=== Instructions to follow ===
Starting at the first of the lines below and ending at the line containing "197], [65, 198]]]", write those lines out again with their requests, multiplying every polygon coordinate in the answers by 0.3 and rounding to whole numbers, with halves rounded up. Leave out the pictures.

┌──

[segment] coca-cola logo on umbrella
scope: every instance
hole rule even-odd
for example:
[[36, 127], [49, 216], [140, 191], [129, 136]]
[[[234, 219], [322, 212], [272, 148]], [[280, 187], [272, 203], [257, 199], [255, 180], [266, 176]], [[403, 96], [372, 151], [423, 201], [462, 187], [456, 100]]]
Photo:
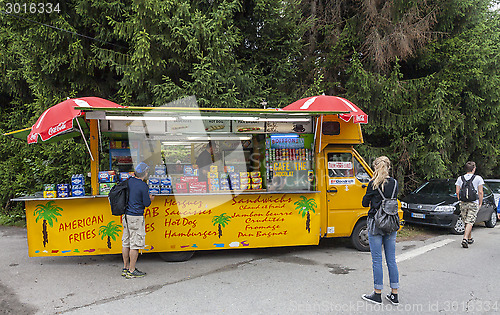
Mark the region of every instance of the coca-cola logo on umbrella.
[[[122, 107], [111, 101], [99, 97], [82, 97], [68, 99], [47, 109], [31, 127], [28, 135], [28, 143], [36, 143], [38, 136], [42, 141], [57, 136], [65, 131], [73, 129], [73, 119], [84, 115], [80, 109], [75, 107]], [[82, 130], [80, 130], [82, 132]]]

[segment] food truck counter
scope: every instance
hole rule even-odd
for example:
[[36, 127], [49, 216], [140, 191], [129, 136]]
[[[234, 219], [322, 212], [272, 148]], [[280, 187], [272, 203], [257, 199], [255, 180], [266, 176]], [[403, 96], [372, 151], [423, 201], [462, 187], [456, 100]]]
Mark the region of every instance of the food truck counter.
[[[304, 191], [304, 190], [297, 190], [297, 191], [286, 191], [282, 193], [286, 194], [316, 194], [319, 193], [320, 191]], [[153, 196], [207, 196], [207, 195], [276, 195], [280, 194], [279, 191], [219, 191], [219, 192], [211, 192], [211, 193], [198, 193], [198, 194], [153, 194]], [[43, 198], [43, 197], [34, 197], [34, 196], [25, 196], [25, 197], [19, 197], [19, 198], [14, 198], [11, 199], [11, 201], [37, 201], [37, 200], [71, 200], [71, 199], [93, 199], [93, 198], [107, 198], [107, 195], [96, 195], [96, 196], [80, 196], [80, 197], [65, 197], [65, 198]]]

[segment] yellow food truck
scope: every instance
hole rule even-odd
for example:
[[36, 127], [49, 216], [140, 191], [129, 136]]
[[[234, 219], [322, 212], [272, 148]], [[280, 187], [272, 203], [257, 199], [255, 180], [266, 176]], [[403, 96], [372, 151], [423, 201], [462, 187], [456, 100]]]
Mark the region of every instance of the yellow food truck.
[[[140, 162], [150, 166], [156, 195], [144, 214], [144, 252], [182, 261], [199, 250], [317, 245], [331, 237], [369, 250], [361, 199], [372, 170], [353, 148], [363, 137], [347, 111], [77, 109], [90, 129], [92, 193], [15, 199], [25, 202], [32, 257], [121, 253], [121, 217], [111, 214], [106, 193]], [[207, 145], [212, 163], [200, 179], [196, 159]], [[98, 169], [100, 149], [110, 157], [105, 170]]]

└──

=== Correct response ===
[segment] coca-cola logo on umbrella
scope: every instance
hole rule even-odd
for example:
[[36, 127], [49, 216], [140, 191], [129, 136]]
[[[234, 219], [322, 212], [272, 148]], [[280, 187], [272, 203], [257, 199], [255, 180], [266, 176]], [[403, 96], [372, 151], [423, 201], [462, 187], [456, 100]]]
Photo:
Mark the region of every instance of the coca-cola logo on umbrella.
[[[37, 32], [33, 30], [30, 29], [25, 29], [20, 30], [14, 33], [9, 38], [8, 41], [8, 43], [11, 43], [11, 41], [13, 42], [17, 41], [20, 39], [22, 39], [22, 36], [25, 35], [24, 33], [23, 32]], [[25, 39], [24, 39], [25, 40]]]

[segment] food truck counter
scope: every instance
hole rule even-odd
for example:
[[36, 127], [49, 216], [140, 191], [129, 136]]
[[[234, 219], [322, 212], [272, 148]], [[280, 187], [272, 203], [257, 199], [255, 180], [266, 176]], [[403, 96], [372, 151], [423, 201], [462, 187], [456, 100]]]
Mark the region of every instance of the food truck counter.
[[[91, 57], [91, 57], [89, 57], [89, 57], [86, 57], [85, 58], [86, 58], [95, 58], [96, 58], [96, 57]], [[46, 59], [62, 59], [62, 59], [83, 59], [84, 58], [84, 57], [66, 57], [66, 58], [63, 58], [63, 58], [59, 58], [59, 58], [46, 58]], [[13, 59], [13, 59], [10, 59], [10, 59], [8, 59], [8, 59], [6, 59], [6, 59], [4, 59], [3, 60], [3, 60], [11, 60], [11, 60], [21, 60], [21, 60], [28, 60], [28, 59], [32, 59], [32, 59], [29, 59], [29, 59], [24, 59], [24, 59], [20, 59], [20, 59]]]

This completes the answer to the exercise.